## The problem
The listing below is to be output in its exact form.

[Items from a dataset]
━━━━━━━━━━━━━━━━

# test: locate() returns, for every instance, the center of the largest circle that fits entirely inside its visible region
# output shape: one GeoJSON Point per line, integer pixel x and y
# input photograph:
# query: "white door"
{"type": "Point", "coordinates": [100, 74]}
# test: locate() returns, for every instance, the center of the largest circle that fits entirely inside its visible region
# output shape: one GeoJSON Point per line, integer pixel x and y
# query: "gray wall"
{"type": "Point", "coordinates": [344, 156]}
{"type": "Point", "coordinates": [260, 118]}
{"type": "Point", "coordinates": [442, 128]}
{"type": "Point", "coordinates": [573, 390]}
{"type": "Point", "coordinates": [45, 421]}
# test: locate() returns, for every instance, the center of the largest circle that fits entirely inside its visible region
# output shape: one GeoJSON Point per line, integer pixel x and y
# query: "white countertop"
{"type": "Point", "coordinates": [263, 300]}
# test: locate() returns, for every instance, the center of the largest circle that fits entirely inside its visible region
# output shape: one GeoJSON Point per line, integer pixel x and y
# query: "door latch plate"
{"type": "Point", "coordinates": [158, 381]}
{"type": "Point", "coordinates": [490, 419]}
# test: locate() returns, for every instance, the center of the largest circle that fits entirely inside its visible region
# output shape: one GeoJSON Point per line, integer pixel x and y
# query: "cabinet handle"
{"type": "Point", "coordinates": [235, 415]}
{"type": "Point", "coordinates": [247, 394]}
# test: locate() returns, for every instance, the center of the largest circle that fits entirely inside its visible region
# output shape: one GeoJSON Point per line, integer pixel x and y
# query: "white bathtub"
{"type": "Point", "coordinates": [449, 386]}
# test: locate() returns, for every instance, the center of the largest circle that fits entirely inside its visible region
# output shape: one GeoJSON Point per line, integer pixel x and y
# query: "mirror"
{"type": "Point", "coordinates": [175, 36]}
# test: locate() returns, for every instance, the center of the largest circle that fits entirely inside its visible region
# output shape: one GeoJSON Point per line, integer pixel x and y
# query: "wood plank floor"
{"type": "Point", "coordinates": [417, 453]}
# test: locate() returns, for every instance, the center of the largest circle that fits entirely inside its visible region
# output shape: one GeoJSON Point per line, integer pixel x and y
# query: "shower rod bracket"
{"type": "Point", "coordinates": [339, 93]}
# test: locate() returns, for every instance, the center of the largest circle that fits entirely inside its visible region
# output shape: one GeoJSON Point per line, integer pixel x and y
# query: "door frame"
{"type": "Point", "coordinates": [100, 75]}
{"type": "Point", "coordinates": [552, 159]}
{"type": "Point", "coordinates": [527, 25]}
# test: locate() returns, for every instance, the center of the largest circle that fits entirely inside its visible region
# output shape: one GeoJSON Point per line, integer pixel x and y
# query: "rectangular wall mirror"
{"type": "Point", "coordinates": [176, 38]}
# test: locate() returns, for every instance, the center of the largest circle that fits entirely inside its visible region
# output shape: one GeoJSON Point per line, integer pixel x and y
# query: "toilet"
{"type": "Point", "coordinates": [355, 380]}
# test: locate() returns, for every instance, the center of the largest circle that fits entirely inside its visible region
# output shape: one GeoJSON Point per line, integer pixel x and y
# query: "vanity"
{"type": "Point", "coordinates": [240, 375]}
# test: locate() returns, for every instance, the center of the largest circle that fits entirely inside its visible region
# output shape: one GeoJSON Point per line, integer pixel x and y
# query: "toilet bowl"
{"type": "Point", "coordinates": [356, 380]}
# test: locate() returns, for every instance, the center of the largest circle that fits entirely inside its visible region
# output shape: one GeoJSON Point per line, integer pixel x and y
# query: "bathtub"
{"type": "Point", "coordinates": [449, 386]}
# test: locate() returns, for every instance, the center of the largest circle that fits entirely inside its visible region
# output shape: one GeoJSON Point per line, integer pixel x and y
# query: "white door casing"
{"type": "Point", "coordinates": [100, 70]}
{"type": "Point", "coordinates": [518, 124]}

━━━━━━━━━━━━━━━━

## Exercise output
# test: locate() returns, for every instance, the center of the largest circle that fits entirely inside its visible region
# output shape: one GeoJSON Point per line, integer pixel x and y
# input photograph:
# query: "white door"
{"type": "Point", "coordinates": [100, 74]}
# test: locate() returns, for every instance, the center of the largest circle that fits entirely inside its visible region
# output shape: one GeoJSON Point per line, integer pixel x and y
# query: "gray wall"
{"type": "Point", "coordinates": [344, 156]}
{"type": "Point", "coordinates": [260, 118]}
{"type": "Point", "coordinates": [442, 128]}
{"type": "Point", "coordinates": [573, 390]}
{"type": "Point", "coordinates": [45, 421]}
# test: locate() returns, for every instance, the center of the largest circle that fits entirely inside its visible region
# output shape: one GeoJSON Point per line, integer pixel x and y
# query: "white countertop"
{"type": "Point", "coordinates": [263, 300]}
# test: locate() returns, for every instance, the center of the largest circle that fits entirely inside its visible region
# output shape: one GeoJSON Point per line, integer pixel x and y
# query: "door latch plate"
{"type": "Point", "coordinates": [158, 381]}
{"type": "Point", "coordinates": [490, 419]}
# test: locate() returns, for every instance, the center of the largest circle that fits entirely inside its visible region
# output shape: one GeoJSON Point per line, integer pixel x and y
# query: "cabinet handle"
{"type": "Point", "coordinates": [235, 415]}
{"type": "Point", "coordinates": [247, 394]}
# test: locate() returns, for every instance, the center of the largest circle that fits entirely inside its visible region
# output shape: one GeoJSON Point per line, integer pixel x and y
# query: "white bathtub"
{"type": "Point", "coordinates": [449, 386]}
# test: locate() returns, for every instance, the center of the largest circle that fits entirely inside its visible region
# output shape: one GeoJSON Point per line, integer pixel x and y
# query: "mirror"
{"type": "Point", "coordinates": [175, 36]}
# test: locate() returns, for every instance, the center of the largest circle that fits entirely inside its visible region
# output shape: one GeoJSON Point per line, integer pixel x and y
# query: "wood plank floor"
{"type": "Point", "coordinates": [417, 453]}
# test: locate() returns, for every instance, the center of the largest circle that fits entirely inside its visible region
# output shape: one GeoJSON Point per line, integer pixel x and y
# query: "shower rod bracket"
{"type": "Point", "coordinates": [339, 93]}
# test: locate() returns, for every instance, the center of the largest circle that fits entirely inside its visible region
# output shape: one GeoJSON Point per line, integer pixel x and y
# query: "door frame"
{"type": "Point", "coordinates": [100, 75]}
{"type": "Point", "coordinates": [552, 159]}
{"type": "Point", "coordinates": [527, 25]}
# test: locate() returns, for every instance, the center of the largest circle that fits entirely inside its visible region
# output shape: one GeoJSON Point per line, integer pixel x and y
# query: "rectangular wall mirror"
{"type": "Point", "coordinates": [176, 38]}
# test: locate() returns, for every instance, the center of the largest circle that fits entirely inside its visible region
# output shape: one GeoJSON Point per line, integer pixel x and y
# query: "toilet"
{"type": "Point", "coordinates": [355, 380]}
# test: locate() returns, for every instance, the center of the largest circle that fits entirely inside its visible region
# output shape: one GeoJSON Point per line, integer pixel x and y
# query: "vanity"
{"type": "Point", "coordinates": [240, 375]}
# test: locate() returns, for every instance, the center of the largest circle that fits entirely inside its visible region
# output shape: one GeoJSON Point per line, integer pixel x and y
# query: "toilet bowl"
{"type": "Point", "coordinates": [356, 380]}
# test: locate() returns, for every instance, the center of the largest circle that fits entirely inside its visible region
# output shape: one GeoJSON Point per line, integer pixel x and y
# query: "bathtub"
{"type": "Point", "coordinates": [449, 386]}
# test: locate() returns, for every instance, the center of the largest circle that fits entirely inside its visible region
# output shape: one GeoJSON Point per line, integer pixel x and y
# query: "white door casing"
{"type": "Point", "coordinates": [100, 70]}
{"type": "Point", "coordinates": [518, 124]}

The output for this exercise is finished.